§ Work order: The data beneath this task has to be reprinted character for character.

§ Records shown:
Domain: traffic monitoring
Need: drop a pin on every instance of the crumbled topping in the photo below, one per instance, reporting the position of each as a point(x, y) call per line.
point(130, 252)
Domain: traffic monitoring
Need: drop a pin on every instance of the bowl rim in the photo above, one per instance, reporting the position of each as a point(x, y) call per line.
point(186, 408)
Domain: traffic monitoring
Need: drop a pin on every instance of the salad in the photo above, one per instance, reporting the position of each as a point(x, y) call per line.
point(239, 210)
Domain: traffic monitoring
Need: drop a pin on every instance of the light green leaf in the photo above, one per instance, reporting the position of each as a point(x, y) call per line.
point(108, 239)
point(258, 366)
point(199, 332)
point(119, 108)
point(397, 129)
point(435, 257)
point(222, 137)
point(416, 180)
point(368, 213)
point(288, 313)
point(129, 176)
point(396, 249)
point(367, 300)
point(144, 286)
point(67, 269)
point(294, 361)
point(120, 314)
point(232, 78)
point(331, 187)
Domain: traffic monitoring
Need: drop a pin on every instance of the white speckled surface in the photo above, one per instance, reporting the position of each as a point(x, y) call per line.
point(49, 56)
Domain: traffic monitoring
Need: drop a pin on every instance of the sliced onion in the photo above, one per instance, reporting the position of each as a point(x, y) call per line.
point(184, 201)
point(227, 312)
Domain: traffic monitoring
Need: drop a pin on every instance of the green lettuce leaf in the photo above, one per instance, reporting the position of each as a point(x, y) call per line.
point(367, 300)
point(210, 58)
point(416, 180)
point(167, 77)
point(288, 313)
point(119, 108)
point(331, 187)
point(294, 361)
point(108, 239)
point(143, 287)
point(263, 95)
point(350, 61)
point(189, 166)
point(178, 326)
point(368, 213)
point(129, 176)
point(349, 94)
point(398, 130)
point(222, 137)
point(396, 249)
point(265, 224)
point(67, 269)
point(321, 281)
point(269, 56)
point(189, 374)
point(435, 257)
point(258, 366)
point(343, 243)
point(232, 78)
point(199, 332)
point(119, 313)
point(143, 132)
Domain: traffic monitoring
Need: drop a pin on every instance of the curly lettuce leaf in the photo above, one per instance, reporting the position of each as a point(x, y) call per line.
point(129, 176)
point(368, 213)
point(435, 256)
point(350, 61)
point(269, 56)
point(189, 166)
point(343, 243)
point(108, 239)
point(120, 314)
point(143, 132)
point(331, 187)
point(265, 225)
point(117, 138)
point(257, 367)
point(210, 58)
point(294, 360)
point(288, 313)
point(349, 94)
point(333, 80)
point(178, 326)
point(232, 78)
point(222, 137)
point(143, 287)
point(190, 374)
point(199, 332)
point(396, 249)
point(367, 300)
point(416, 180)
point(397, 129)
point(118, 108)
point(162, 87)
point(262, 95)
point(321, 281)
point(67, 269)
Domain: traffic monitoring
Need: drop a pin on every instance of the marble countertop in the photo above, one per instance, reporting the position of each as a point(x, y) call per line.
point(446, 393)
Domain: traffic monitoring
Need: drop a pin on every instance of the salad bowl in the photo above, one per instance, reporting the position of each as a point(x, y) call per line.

§ Answer to this problem:
Domain: traffic monitoring
Need: drop a pin on every instance of the crumbled topping in the photo below, one per instance, reporting the position of each as a point(x, y) call per line.
point(130, 252)
Domain: traffic monitoring
Need: drop a pin on every instance of the bowl rim in the photo above, one per instance, reporting the position of each as a point(x, y) call per line.
point(186, 408)
Domain: traffic monitoring
Need: drop a pin on every instance of the salad in the photo above, one per instance, reporting the position of each as a point(x, y) call per line.
point(239, 210)
Domain: traffic monitoring
Need: drop a pin on every instance of the light green leaf in the photo above, one per instance, reporting the position of each as a point(x, y) call per line.
point(108, 239)
point(258, 366)
point(199, 332)
point(119, 108)
point(397, 129)
point(435, 257)
point(222, 137)
point(416, 180)
point(368, 213)
point(288, 313)
point(129, 176)
point(396, 249)
point(367, 300)
point(144, 286)
point(67, 269)
point(294, 361)
point(120, 314)
point(232, 78)
point(331, 187)
Domain: traffic monitoring
Need: drop a pin on every instance of the white speckled surface in the photo above, one per instance, reporting the position of each as a point(x, y) call per line.
point(49, 56)
Domain: traffic monitoring
Need: drop a pin on every instance of the sliced onion in the photo above, one per instance, reporting the position of each as a point(x, y) call per line.
point(184, 201)
point(227, 312)
Domain: traffic monitoring
Need: drop a pin on every instance of the green lettuce leaf in the photo above, one per instance, reporting the position of each as a point(x, y) call per line.
point(367, 300)
point(210, 58)
point(416, 180)
point(167, 77)
point(288, 313)
point(119, 108)
point(331, 187)
point(294, 361)
point(108, 239)
point(143, 287)
point(263, 95)
point(350, 61)
point(189, 166)
point(178, 326)
point(368, 213)
point(129, 176)
point(349, 94)
point(398, 130)
point(222, 137)
point(396, 249)
point(265, 224)
point(67, 269)
point(321, 281)
point(269, 56)
point(189, 374)
point(435, 257)
point(258, 366)
point(343, 243)
point(232, 78)
point(199, 332)
point(119, 313)
point(143, 132)
Domain: traffic monitoring
Need: drop a pin on every instance of the curly lettuce leaf in the photo above, one per instance, reporting the position of each as a point(x, y) call per line.
point(129, 176)
point(368, 213)
point(435, 256)
point(350, 61)
point(269, 56)
point(189, 166)
point(343, 243)
point(108, 239)
point(120, 314)
point(143, 132)
point(331, 187)
point(265, 225)
point(117, 138)
point(257, 367)
point(210, 58)
point(294, 360)
point(288, 313)
point(349, 94)
point(333, 80)
point(178, 326)
point(232, 78)
point(222, 137)
point(143, 287)
point(190, 374)
point(199, 332)
point(396, 249)
point(367, 300)
point(416, 180)
point(397, 129)
point(118, 108)
point(162, 87)
point(262, 95)
point(321, 281)
point(67, 269)
Domain: traffic monitoring
Need: drop a pin on every instance of the marble countertop in the photo above, one per instance, reporting the position of each as a point(x, y) call per line.
point(446, 393)
Domain: traffic monitoring
Need: drop a pin on every instance of the salad bowl in the photo above, one per instance, reporting the position of each as a point(x, y) call per line.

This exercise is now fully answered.